SHORT TASK: Please copy the material word for word, starting at the line containing "white car license" and continuing through the last line of the material, with both of those lines included. Leave the pictures out of your copy.

RECORD LIST:
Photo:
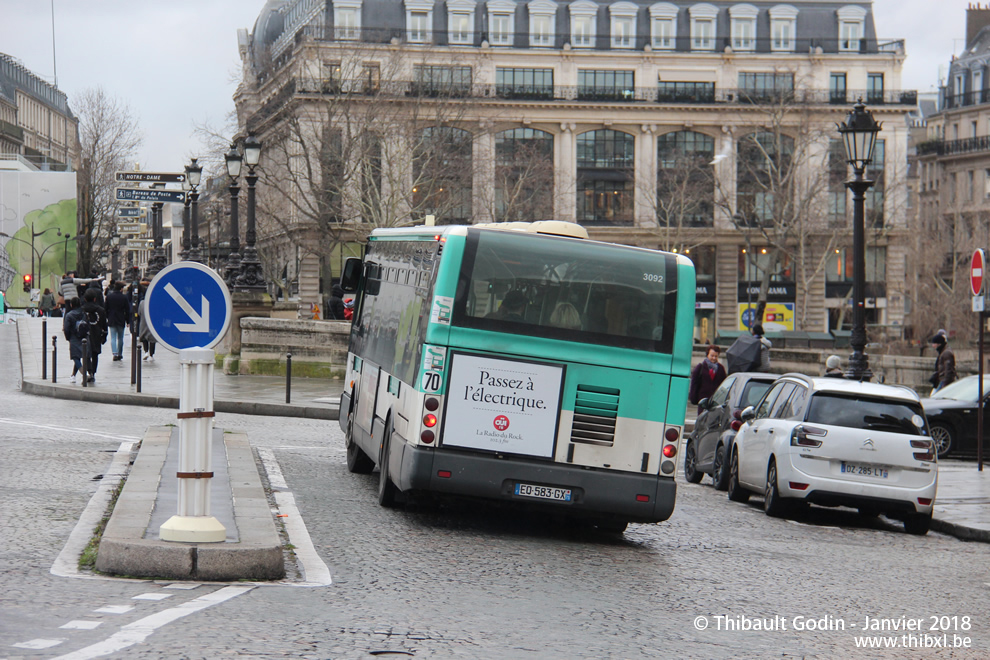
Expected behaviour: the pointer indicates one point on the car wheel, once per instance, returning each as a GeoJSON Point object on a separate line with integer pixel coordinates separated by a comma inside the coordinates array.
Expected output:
{"type": "Point", "coordinates": [736, 492]}
{"type": "Point", "coordinates": [773, 504]}
{"type": "Point", "coordinates": [918, 523]}
{"type": "Point", "coordinates": [357, 461]}
{"type": "Point", "coordinates": [720, 469]}
{"type": "Point", "coordinates": [691, 472]}
{"type": "Point", "coordinates": [942, 436]}
{"type": "Point", "coordinates": [387, 492]}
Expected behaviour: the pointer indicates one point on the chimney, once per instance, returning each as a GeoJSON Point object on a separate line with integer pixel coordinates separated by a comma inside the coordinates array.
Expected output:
{"type": "Point", "coordinates": [977, 18]}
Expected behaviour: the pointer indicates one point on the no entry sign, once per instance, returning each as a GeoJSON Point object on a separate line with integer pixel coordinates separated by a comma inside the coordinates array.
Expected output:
{"type": "Point", "coordinates": [976, 276]}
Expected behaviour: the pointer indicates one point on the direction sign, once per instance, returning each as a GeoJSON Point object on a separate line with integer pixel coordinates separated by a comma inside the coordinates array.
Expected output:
{"type": "Point", "coordinates": [976, 274]}
{"type": "Point", "coordinates": [154, 177]}
{"type": "Point", "coordinates": [188, 306]}
{"type": "Point", "coordinates": [151, 195]}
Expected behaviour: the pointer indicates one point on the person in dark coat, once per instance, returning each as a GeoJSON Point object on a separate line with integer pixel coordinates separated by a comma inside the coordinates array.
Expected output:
{"type": "Point", "coordinates": [706, 376]}
{"type": "Point", "coordinates": [118, 309]}
{"type": "Point", "coordinates": [97, 331]}
{"type": "Point", "coordinates": [73, 316]}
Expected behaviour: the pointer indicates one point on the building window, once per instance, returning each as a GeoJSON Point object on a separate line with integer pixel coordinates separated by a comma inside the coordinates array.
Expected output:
{"type": "Point", "coordinates": [583, 13]}
{"type": "Point", "coordinates": [685, 192]}
{"type": "Point", "coordinates": [663, 28]}
{"type": "Point", "coordinates": [851, 20]}
{"type": "Point", "coordinates": [542, 19]}
{"type": "Point", "coordinates": [685, 92]}
{"type": "Point", "coordinates": [743, 19]}
{"type": "Point", "coordinates": [501, 22]}
{"type": "Point", "coordinates": [623, 24]}
{"type": "Point", "coordinates": [524, 83]}
{"type": "Point", "coordinates": [604, 85]}
{"type": "Point", "coordinates": [347, 19]}
{"type": "Point", "coordinates": [703, 26]}
{"type": "Point", "coordinates": [783, 24]}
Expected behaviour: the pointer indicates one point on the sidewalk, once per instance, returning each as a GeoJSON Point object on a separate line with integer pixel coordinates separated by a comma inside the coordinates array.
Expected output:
{"type": "Point", "coordinates": [962, 506]}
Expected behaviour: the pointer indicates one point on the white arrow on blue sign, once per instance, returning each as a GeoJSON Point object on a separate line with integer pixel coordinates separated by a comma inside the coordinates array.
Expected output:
{"type": "Point", "coordinates": [188, 306]}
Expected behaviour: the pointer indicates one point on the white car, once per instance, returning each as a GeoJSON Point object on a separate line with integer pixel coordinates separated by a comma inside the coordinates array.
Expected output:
{"type": "Point", "coordinates": [837, 442]}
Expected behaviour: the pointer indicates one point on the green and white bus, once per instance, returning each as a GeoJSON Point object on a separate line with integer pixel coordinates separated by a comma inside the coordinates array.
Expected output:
{"type": "Point", "coordinates": [514, 363]}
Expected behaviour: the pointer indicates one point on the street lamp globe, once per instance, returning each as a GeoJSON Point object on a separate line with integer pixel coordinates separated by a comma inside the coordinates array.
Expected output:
{"type": "Point", "coordinates": [233, 159]}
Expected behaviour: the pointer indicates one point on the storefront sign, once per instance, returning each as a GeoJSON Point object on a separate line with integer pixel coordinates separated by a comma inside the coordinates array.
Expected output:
{"type": "Point", "coordinates": [502, 405]}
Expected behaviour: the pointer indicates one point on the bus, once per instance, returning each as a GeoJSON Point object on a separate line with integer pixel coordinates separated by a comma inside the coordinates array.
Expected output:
{"type": "Point", "coordinates": [519, 362]}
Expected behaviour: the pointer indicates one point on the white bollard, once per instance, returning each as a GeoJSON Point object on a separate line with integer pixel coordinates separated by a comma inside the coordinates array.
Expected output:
{"type": "Point", "coordinates": [193, 522]}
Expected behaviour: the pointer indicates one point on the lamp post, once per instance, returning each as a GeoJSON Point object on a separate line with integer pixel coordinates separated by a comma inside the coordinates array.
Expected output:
{"type": "Point", "coordinates": [859, 136]}
{"type": "Point", "coordinates": [250, 277]}
{"type": "Point", "coordinates": [194, 172]}
{"type": "Point", "coordinates": [233, 159]}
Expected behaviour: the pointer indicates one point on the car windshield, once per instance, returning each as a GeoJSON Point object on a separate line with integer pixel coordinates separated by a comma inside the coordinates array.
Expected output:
{"type": "Point", "coordinates": [964, 390]}
{"type": "Point", "coordinates": [867, 413]}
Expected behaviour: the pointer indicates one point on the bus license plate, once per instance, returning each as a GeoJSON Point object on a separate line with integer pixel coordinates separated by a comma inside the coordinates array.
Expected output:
{"type": "Point", "coordinates": [863, 470]}
{"type": "Point", "coordinates": [544, 492]}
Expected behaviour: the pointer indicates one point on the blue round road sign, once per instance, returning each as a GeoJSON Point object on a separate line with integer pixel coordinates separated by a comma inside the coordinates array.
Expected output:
{"type": "Point", "coordinates": [188, 306]}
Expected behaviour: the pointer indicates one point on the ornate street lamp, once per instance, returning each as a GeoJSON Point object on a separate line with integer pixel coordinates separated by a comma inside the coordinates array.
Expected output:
{"type": "Point", "coordinates": [250, 277]}
{"type": "Point", "coordinates": [194, 173]}
{"type": "Point", "coordinates": [859, 135]}
{"type": "Point", "coordinates": [233, 159]}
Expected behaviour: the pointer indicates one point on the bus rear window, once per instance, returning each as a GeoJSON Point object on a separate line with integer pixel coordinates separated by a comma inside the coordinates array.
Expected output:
{"type": "Point", "coordinates": [567, 289]}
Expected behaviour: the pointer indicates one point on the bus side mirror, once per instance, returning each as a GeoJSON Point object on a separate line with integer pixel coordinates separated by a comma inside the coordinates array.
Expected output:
{"type": "Point", "coordinates": [351, 276]}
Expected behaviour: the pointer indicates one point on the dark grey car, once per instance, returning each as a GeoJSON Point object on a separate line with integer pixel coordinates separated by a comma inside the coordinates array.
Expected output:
{"type": "Point", "coordinates": [710, 442]}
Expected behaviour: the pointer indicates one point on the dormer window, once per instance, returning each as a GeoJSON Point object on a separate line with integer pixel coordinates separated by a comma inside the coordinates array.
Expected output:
{"type": "Point", "coordinates": [663, 26]}
{"type": "Point", "coordinates": [583, 13]}
{"type": "Point", "coordinates": [703, 24]}
{"type": "Point", "coordinates": [783, 25]}
{"type": "Point", "coordinates": [501, 22]}
{"type": "Point", "coordinates": [851, 21]}
{"type": "Point", "coordinates": [460, 22]}
{"type": "Point", "coordinates": [623, 24]}
{"type": "Point", "coordinates": [743, 18]}
{"type": "Point", "coordinates": [542, 23]}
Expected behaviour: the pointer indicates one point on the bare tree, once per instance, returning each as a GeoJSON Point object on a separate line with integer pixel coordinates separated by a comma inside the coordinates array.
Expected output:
{"type": "Point", "coordinates": [109, 139]}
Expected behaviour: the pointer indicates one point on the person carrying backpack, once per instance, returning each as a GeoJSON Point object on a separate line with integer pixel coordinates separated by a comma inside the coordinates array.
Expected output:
{"type": "Point", "coordinates": [98, 330]}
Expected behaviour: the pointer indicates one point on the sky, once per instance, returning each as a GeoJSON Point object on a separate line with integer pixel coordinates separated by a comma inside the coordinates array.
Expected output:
{"type": "Point", "coordinates": [175, 64]}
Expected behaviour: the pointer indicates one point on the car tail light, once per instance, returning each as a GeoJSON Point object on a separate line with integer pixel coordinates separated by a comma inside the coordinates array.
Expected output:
{"type": "Point", "coordinates": [807, 436]}
{"type": "Point", "coordinates": [928, 446]}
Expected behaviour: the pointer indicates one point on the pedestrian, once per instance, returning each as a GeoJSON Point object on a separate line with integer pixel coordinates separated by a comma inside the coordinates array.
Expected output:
{"type": "Point", "coordinates": [145, 335]}
{"type": "Point", "coordinates": [833, 367]}
{"type": "Point", "coordinates": [47, 302]}
{"type": "Point", "coordinates": [945, 363]}
{"type": "Point", "coordinates": [98, 330]}
{"type": "Point", "coordinates": [765, 346]}
{"type": "Point", "coordinates": [75, 330]}
{"type": "Point", "coordinates": [118, 309]}
{"type": "Point", "coordinates": [706, 376]}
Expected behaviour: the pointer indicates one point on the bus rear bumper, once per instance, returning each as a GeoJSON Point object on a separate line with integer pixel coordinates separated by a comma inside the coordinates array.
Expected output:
{"type": "Point", "coordinates": [594, 493]}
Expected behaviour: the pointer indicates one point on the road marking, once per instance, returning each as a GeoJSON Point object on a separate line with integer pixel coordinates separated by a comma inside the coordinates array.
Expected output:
{"type": "Point", "coordinates": [315, 572]}
{"type": "Point", "coordinates": [81, 625]}
{"type": "Point", "coordinates": [67, 562]}
{"type": "Point", "coordinates": [140, 630]}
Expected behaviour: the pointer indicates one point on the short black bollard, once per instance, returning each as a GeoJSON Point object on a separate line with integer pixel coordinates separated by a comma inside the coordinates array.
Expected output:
{"type": "Point", "coordinates": [288, 377]}
{"type": "Point", "coordinates": [85, 373]}
{"type": "Point", "coordinates": [44, 354]}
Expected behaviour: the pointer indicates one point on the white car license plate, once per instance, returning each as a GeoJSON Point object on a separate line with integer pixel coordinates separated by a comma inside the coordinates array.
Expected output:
{"type": "Point", "coordinates": [544, 492]}
{"type": "Point", "coordinates": [861, 470]}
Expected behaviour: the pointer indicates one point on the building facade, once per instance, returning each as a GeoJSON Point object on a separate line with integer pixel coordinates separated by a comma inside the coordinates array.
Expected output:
{"type": "Point", "coordinates": [701, 127]}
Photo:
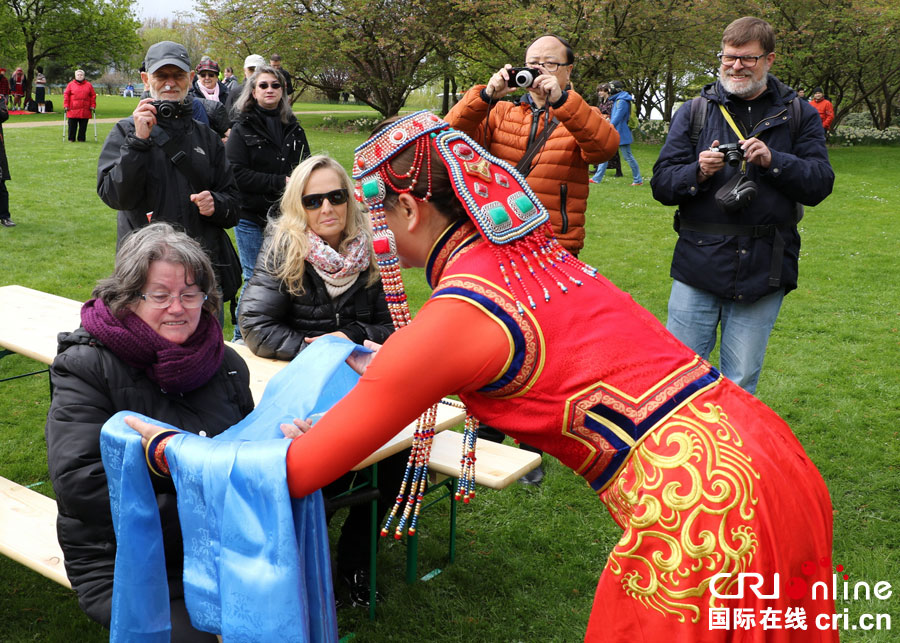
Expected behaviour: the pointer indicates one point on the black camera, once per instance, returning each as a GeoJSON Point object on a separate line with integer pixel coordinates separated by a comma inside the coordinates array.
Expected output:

CORRECT RESPONSE:
Expected behaviour: the pointer indicates one point on the white car license plate, once per instance, returning each as a GeoJSON Point object on a separate line with integer pixel coordinates separated by a comma inside the coordinates array.
Expected output:
{"type": "Point", "coordinates": [544, 492]}
{"type": "Point", "coordinates": [861, 470]}
Expected behaviour: the pointer indicates one point on the building facade, once per instance, returning each as a GeoJSON Point object on a separate line with integer pixel coordinates separated by a comma inside the coordinates array.
Expected output:
{"type": "Point", "coordinates": [701, 127]}
Photo:
Expected behaviour: the pointer indicates one point on the black camera, once per instance, returning each as a GeoJSON Point object on a separate line with integer pixel coordinates separated by a comma inside the coordinates array.
Expected output:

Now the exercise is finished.